## EXCERPT
- - - - - - -
Tuesday, January 02, 2007

Data Mining: in three languages

I answered this
post
with a reply written in AWK then wrote versions in Perl and
Python. You sshould be aware that I have writen more awk, perl and
python (in that order); but I think I know more awk, python then perl
(in that order).


The awk example:


# Author Donald 'Paddy' McCarthy Jan 01 2007

BEGIN{
nodata = 0; # Curret run of consecutive flags<0 in lines of file
nodata_max=-1; # Max consecutive flags<0 in lines of file
nodata_maxline="!"; # ... and line number(s) where it occurs
}
FNR==1 {
# Accumulate input file names
if(infiles){
infiles = infiles "," infiles
} else {
infiles = FILENAME
}
}
{
tot_line=0; # sum of line data
num_line=0; # number of line data items with flag>0

# extract field info, skipping initial date field
for(field=2; field<=NF; field+=2){
datum=$field;
flag=$(field+1);
if(flag<1){
nodata++
}else{
# check run of data-absent fields
if(nodata_max==nodata && (nodata>0)){
nodata_maxline=nodata_maxline ", " $1
}
if(nodata_max<nodata && (nodata>0)){
nodata_max=nodata
nodata_maxline=$1
}
# re-initialise run of nodata counter
nodata=0;
# gather values for averaging
tot_line+=datum
num_line++;
}
}

# totals for the file so far
tot_file += tot_line
num_file += num_line

printf "Line: %11s Reject: %2i Accept: %2i Line_tot: %10.3f Line_avg: %10.3f\n", \
$1, ((NF -1)/2) -num_line, num_line, tot_line, (num_line>0)? tot_line/num_line: 0

# debug prints of original data plus some of the computed values
#printf "%s %15.3g %4i\n", $0, tot_line, num_line
#printf "%s\n %15.3f %4i %4i %4i %s\n", $0, tot_line, num_line, nodata, nodata_max, nodata_maxline


}

END{
printf "\n"
- - - - - - -
## DIRECTIVE
Answer these questions about the data mining post.
(a) After the AWK reply, which two languages were used for further versions?
(b) According to its comment, what does the variable nodata_max record?
(c) Which field does the loop over each line skip?
- - - - - - -
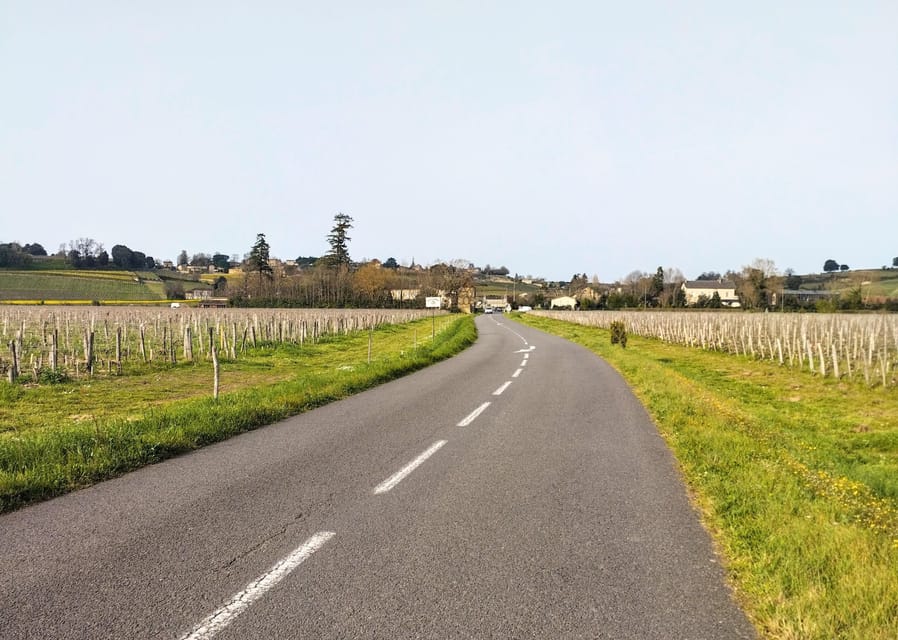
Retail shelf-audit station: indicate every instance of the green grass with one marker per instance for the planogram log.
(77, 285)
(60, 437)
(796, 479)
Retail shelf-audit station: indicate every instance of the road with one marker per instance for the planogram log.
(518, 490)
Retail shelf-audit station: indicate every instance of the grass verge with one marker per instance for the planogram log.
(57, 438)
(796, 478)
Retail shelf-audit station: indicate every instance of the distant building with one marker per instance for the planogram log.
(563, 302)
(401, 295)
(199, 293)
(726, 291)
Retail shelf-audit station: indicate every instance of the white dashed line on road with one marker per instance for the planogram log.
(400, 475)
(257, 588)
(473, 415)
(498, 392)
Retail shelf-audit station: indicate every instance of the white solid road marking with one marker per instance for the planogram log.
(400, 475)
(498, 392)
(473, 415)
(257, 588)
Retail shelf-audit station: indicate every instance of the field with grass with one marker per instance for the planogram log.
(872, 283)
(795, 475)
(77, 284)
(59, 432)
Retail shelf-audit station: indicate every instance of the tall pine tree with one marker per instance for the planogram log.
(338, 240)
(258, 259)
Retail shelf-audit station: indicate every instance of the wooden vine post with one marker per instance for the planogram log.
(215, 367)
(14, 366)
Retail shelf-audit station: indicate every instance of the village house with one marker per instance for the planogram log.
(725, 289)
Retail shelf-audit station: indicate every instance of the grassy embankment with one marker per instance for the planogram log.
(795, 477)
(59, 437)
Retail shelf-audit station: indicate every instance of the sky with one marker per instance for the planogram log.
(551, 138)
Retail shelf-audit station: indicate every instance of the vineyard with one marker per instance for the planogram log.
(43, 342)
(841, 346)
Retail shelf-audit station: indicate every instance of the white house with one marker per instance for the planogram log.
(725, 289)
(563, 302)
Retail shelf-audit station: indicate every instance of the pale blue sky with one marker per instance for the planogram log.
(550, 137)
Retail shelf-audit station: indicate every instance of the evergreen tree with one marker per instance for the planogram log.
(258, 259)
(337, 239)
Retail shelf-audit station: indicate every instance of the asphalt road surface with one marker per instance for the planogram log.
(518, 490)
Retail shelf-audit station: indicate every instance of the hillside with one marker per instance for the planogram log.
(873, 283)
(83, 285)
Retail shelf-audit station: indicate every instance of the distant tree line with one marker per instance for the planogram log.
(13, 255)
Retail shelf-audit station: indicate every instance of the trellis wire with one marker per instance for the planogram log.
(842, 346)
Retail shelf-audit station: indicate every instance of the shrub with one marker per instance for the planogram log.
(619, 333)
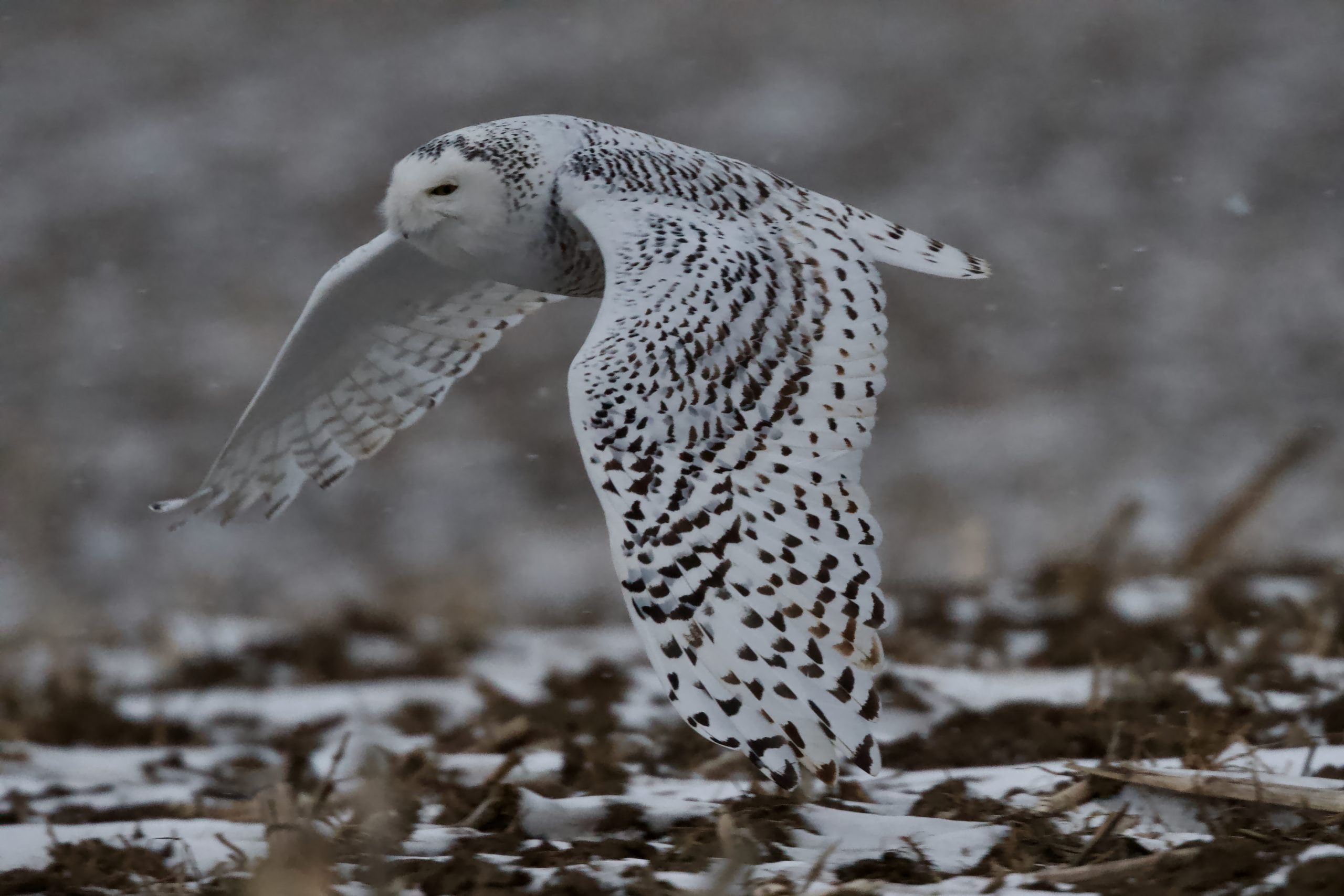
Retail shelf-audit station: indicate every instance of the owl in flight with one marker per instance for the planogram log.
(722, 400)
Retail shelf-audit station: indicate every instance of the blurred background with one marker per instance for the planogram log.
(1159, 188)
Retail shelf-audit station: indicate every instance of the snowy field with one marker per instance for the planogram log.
- - - - - - -
## SOLVED PROBLEM
(a) Perl and Python.
(b) The maximum number of consecutive flags<0 in lines of the file.
(c) The initial date field.